■ Task to complete ■
Please continue the forum discussion below about blocking the addition of Axis::X and Axis::Y at compile time in Rust, starting after its last sentence.

■ Article ■
One option is to use a trait and concrete types.

Hi kpreid, thanks for the quickly answer. Let me elaborate better with an practical example.

If I had to abstract a Geometric 2D Space with a enum to the Axis, and a dot in space as a struct

enum Axis {
  X(i8),
  Y(i8)
}
struct Dot {
  x: Axis,
  y: Axis
}

If I implement Add traits to Axis and Dot, and Index trait to Dot, with those cases above, I can perform:
Axis::X + Axis::X, Axis::Y + Axis::Y, Dot + Axis::X (increasing Dot::x) and Dot + Axis::Y (increasing Dot::y).

Thinking in Algebra context, add Axis::X + Axis::Y would make a Dot, not an Axis. But as a said in previous example, I don't want to return this Dot in 2D space, I just want to this be an "impossible" case, and want to check this statically not at runtime.

(Considering a N-Space, Axis variant rising lead to a 2^N exhaustive match)

Is it possible?

Luckily the Add trait supports an optional Rhs type.

So, if you make two different types for X and Y, not one enum, is that not sufficient? What do you want to do that needs an enum?

Would be nice if you could define trait impls as const, then you might be able to figure out a way to do this with const assert?

This 3-Space case is just one example that lead the sitation that I want to know if its possible. But other logics, for other cases could lead to the same question:

"Wow, can I verify and forbidden this at compile time with some flag to compiler?"

■ Source excerpt ■
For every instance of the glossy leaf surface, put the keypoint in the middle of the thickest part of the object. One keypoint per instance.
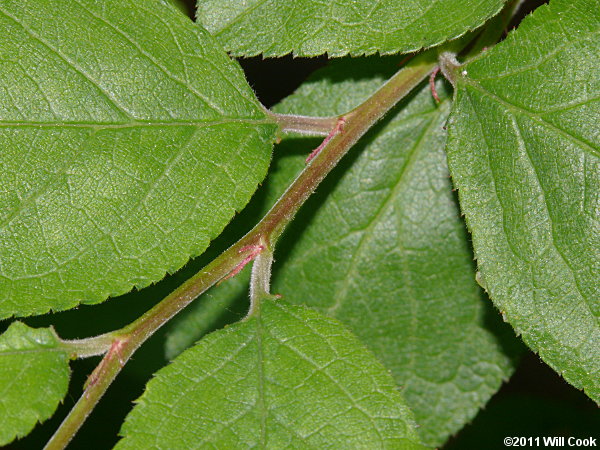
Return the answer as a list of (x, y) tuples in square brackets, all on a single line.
[(126, 145), (383, 249), (34, 378), (315, 27), (287, 377), (524, 152)]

■ Answer to this problem ■
In this specific case, implement all combination of match arms in Add() trait lead to a 2^N arms. But would be possible implement just N cases, and then forbidden the others at compile time?

This is main.rs file

mod example;
use example::{Axis,Dot};

fn main() {
    let mut myDot = Dot::new();
    
    let mut myX = Axis::X(10);
    let myY = Axis::Y(1);
    let myZ = Axis::Z(22);

    myX = myX + Axis::X(10); //this work as expected
    println!("{:?}",&myX); 
    

    myX = myX + Axis::Y(10); //Instead of panic or verify in runtime with Result<T,E>, I want to forbidden this sum at compile time!
    println!("{:?}",&myX);

    //This doesn't work as expected, because (Axis::X + Axis::Y) would do nothing (returning X)
    // and it results + Z also do nothing, just returning X
    let other_axis = Axis::X(10) + Axis::Y(10);  //Instead of panic or verify in runtime with Result<T,E>, I want to forbidden this sum at compile time!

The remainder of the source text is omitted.